** Material provided **
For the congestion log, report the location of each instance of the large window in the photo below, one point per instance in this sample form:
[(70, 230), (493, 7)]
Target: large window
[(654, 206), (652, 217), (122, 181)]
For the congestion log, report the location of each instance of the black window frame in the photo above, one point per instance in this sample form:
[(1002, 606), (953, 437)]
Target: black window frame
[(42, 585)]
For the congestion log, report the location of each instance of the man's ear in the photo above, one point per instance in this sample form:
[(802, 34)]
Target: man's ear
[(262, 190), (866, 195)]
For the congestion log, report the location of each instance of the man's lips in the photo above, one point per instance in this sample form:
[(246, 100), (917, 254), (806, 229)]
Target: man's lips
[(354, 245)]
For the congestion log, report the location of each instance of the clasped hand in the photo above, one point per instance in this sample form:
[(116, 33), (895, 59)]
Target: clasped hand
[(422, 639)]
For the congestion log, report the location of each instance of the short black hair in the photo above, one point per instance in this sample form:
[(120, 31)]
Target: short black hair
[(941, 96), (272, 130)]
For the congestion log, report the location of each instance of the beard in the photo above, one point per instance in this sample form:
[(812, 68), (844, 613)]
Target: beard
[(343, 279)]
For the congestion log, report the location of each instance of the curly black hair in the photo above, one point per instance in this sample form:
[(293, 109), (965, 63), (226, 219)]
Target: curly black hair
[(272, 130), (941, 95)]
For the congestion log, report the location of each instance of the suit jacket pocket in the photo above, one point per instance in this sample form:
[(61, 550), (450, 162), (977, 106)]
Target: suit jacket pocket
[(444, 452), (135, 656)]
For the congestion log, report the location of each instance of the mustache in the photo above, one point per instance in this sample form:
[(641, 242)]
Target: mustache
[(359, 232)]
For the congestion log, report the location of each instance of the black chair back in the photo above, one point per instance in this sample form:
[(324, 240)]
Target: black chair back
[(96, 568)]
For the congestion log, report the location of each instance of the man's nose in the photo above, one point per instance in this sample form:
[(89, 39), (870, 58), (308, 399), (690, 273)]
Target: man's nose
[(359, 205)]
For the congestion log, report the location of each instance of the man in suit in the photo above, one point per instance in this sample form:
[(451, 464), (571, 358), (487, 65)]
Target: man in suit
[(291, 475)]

** The problem **
The material above is to be transcribed in full, exactly as it appears.

** Task solution **
For the congestion log, report the location of each instance of the large window in the photo below, one point per instance in this sample form:
[(70, 230), (493, 7)]
Target: large window
[(654, 206), (652, 217), (122, 181)]
For the congestion log, report the location of each instance of the black window frame in the photo above, one point per instance in this sample form:
[(1002, 606), (953, 437)]
Target: black window frame
[(42, 585)]
For the congestion log, report the location of each instance of the man's ear in the photo above, one point per instance in this sample form:
[(802, 34)]
Target: man's ear
[(262, 190), (866, 195)]
For the congestion log, report the location of each instance of the man's lips in the photo above, one point per instance in this sample form:
[(246, 100), (917, 254), (806, 229)]
Target: man's lips
[(354, 245)]
For the congestion log, report the location of each instance of the clasped hand in the photo above, one point per instance in this sample form:
[(116, 33), (895, 59)]
Target: clasped hand
[(422, 639)]
For the congestion log, report the location of each instance of the short black hair in the photo above, one point per instance in this sample form:
[(120, 31)]
Target: short black hair
[(941, 96), (272, 130)]
For the congestion log, report the location of each instance of the beard in the photo above, one point per instance in this sample form:
[(812, 68), (844, 613)]
Target: beard
[(343, 279)]
For the congestion log, report the location of each instance of the curly black hair in the photo above, one point per instance in this sample form:
[(293, 109), (965, 63), (226, 219)]
Target: curly black hair
[(272, 130), (941, 95)]
For the congestion log, report the location of each instance of the suit jacket pocket in the photo above, one point per instance in this sample form:
[(61, 550), (450, 162), (977, 106)]
Target: suit jacket pocket
[(444, 452), (135, 656)]
For the congestion log, report the location of each instance of the mustache in the photo above, one point per instance in this sample form:
[(641, 242)]
Target: mustache
[(359, 232)]
For the congestion log, report the location of each instance of the black chair back in the photo above, one point per instance in this sample form:
[(324, 240)]
Target: black chair back
[(96, 568)]
For the congestion log, report the location of each instance of the man's nose in the photo above, one point per instance in this sample form:
[(89, 39), (870, 58), (308, 399), (690, 273)]
Target: man's nose
[(359, 205)]
For the congestion log, report the location of each instance of the man in suit in the photo above, one point per instance in this sample form:
[(451, 464), (571, 358), (487, 65)]
Target: man in suit
[(291, 475)]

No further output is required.